Selected excerpt –
__________

- SOS Kolkata Movie Poster
- Directed by: Anshuman Pratyush
- Written by: Anshuman Pratyush
- Produced by: Anshuman Pratyush Ena Saha Banani Saha
- Starring: Yash Dasgupta Mimi Chakraborty Nusrat Jahan Ena Saha
- Cinematography: Ramyadip Saha
- Edited by: Md. Kalam
- Music by: Nabarun Bose
- Production companies: Jarek Entertainment Pratyush Production
- Distributed by: Zee5
- Release date: 21 October 2020;
- Country: India
- Language: Bengali

= SOS Kolkata =

2020 Indian Bengali action-thriller film

SOS Kolkata is a 2020 Indian Bengali-language action thriller film written and directed by Anshuman Pratyush and produced by Jarek Entertainment and Pratyush Production. The film starring Yash Dasgupta, Mimi Chakraborty, Nusrat Jahan and Sabyasachi Chakraborty is about a suspected terrorist attack and how the army, police and the common people come together to save lives and work against wrongdoings. The filming resumed on 6 July 2020, after lockdown due to the pandemic.

__________

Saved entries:
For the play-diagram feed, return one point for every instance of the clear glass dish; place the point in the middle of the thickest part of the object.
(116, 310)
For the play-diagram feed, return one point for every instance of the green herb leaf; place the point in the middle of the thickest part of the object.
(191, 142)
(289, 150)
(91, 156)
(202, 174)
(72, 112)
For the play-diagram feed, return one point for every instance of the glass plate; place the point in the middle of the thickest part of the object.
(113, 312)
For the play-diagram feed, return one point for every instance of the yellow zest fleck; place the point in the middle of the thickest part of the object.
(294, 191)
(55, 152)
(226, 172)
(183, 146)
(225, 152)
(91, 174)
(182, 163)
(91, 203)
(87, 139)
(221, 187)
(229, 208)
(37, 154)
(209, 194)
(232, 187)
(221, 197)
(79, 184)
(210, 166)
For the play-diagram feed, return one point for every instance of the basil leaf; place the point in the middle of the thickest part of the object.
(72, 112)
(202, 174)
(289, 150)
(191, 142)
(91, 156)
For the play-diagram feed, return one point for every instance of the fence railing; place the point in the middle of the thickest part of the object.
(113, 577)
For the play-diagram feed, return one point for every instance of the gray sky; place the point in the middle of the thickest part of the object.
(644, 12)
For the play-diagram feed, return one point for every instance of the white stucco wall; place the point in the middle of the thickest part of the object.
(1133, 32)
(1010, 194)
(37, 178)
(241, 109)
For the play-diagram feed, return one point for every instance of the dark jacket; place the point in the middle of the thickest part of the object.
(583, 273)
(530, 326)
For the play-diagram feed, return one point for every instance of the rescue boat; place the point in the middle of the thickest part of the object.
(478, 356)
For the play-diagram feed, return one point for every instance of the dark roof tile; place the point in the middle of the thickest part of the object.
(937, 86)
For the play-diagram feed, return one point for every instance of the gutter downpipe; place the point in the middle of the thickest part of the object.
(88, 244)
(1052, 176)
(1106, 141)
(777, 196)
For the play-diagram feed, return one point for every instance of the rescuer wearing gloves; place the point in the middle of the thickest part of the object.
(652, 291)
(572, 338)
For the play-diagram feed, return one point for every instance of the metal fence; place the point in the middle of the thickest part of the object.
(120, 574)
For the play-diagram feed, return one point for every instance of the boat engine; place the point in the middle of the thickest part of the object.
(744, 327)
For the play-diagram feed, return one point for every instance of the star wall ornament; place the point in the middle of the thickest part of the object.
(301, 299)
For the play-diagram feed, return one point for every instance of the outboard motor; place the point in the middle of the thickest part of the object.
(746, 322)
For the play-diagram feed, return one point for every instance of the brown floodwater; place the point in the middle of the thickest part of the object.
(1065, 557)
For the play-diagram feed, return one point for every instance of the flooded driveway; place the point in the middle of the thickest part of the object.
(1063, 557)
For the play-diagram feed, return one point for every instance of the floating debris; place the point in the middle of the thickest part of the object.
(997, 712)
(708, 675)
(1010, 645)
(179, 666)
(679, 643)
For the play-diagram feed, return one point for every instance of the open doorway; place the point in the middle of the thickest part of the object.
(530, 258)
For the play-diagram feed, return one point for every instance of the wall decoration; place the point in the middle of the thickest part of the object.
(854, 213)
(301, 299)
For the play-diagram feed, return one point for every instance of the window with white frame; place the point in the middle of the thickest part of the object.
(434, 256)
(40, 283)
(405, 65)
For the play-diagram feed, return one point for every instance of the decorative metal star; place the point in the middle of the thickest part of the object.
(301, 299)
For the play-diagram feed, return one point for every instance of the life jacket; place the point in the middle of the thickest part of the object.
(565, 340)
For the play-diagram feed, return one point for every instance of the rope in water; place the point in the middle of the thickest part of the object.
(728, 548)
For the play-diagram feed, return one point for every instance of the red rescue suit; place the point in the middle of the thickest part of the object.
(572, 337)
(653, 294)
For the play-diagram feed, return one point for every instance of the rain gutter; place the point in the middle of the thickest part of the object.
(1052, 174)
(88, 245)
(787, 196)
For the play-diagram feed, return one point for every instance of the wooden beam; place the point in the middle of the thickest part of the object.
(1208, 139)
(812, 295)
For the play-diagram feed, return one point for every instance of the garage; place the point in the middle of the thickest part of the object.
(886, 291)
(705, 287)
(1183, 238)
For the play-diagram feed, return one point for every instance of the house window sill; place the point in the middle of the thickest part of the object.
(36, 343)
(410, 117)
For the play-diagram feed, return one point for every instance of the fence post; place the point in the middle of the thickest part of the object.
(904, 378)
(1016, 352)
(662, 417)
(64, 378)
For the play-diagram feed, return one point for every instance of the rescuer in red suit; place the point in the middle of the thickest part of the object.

__________

Problem statement – Reproduce word for word the stretch of the SOS Kolkata film entry from "SOS Kolkata is" through "to the pandemic.".

Solved exercise –
SOS Kolkata is a 2020 Indian Bengali-language action thriller film written and directed by Anshuman Pratyush and produced by Jarek Entertainment and Pratyush Production. The film starring Yash Dasgupta, Mimi Chakraborty, Nusrat Jahan and Sabyasachi Chakraborty is about a suspected terrorist attack and how the army, police and the common people come together to save lives and work against wrongdoings. The filming resumed on 6 July 2020, after lockdown due to the pandemic.